THE EXERCISE: In the text on humidified turbines below, condense the paragraph beginning "Wet turbine cycles are classified" into a short bulleted list that keeps its main facts.

TEXT PASSAGE:
====
Humidified turbines introduce moisture to a conventional gas turbine cycle so that the working fluid is changed from air to an air–H2O mix. Such systems have previously been utilized to: (i) improve electrical efficiencies, since the mass flowrate of working fluid through the turbine is increased whilst keeping the compressor power unchanged (moisture is added after compression), therefore increasing the power output [3139], and (ii) to control emissions, particularly of NOx, as peak flame temperatures in the primary combustion zone are reduced by the higher heat capacity of the working fluid [16, 35, 40, 41]. Furthermore, humidification has also been reported to improve the specific output [42] and specific work [43].

More recently, humidified turbine cycles have been evaluated as a means of augmenting the CO2 level in the exhaust to aid carbon capture. Humidified cycles increase the CO2 content of the flue gas, since the moisture replaces some of the air and can be condensed out [16, 40, 44 ]. The amount of CO2 augmentation, however, depends on a range of factors related to the various operating parameters/conditions, but mainly on the degree of humidification. This water–air ratio is also a key defining parameter for efficiency improvements [16]. Various maximum CO2 concentrations have been reported for the flue gas generated in humidified gas turbine cycles—although often these are around 5 vol% [16, 45]. This is equivalent to an increase in the flue gas CO2 content of ~25–30%, which could enable large reductions in the reboiler duty of amine capture systems [16, 46]. As the degree of humidification or water–air ratio is such an important parameter, the moisture addition needs to be finely balanced, even though the amount of water/steam required to achieve performance improvements is often substantial. High water–fuel ratios are often needed, but at such levels, increases in emissions relating to incomplete combustion are found—specifically CO and unburned hydrocarbons due to the lower oxygen availability and reduced system temperatures in the primary combustion zone [16, 47]. Takahashi et al. [42] state that each system has a different optimal point for efficiency maximization, which is often in the region of 12–14 vol% of moisture inclusion in the inlet oxidizer (water/air ratio)—this has been corroborated by Li et al. [16]. Others have suggested that much lower levels of humidification in the region of 5–6 vol% are sufficient [32, 33, 48].

Wet turbine cycles are classified depending on the way the moisture is introduced, and there are a range of possible configurations. Methods exist for both the injection of water in its liquid form, either directly or with evaporative cycles using humidification towers, and as steam [40]. Humid air turbines (HAT) and steam injected gas turbines (STIG) are considered in turn below. These are recuperative cycles that recover the heat to use again, which means the efficiency and outputs are increased, whilst the specific investment costs decrease [40, 49]. This can be beneficial to mitigate, at least in part, some of the energy penalty caused by adding carbon capture to an electricity generation process. Part-load performance is also better than that of a combined cycle [40], and as a result, they are classed as higher performance gas turbine technologies.
====
GIVEN INFORMATION:
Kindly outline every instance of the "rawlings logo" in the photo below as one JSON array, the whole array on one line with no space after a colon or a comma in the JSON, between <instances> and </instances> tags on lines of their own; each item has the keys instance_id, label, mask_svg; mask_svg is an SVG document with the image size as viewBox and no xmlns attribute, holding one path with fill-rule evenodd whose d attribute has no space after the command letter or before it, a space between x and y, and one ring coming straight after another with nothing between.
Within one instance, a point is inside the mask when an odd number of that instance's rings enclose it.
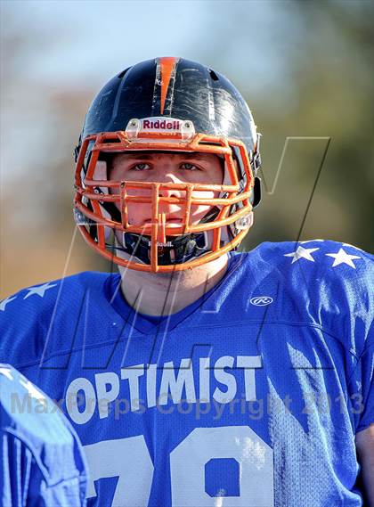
====
WORKED SOLUTION:
- Wet turbine cycles are classified by how moisture is introduced, and many configurations are possible.
- Water can be added as a liquid, either directly or through evaporative cycles with humidification towers, or as steam.
- Humid air turbines (HAT) and steam injected gas turbines (STIG) are recuperative cycles that recover heat for reuse. This raises efficiency and output and lowers specific investment costs.
- This can partly offset the energy penalty of adding carbon capture to electricity generation.
- Their part-load performance is better than that of a combined cycle, so they are classed as higher performance gas turbine technologies.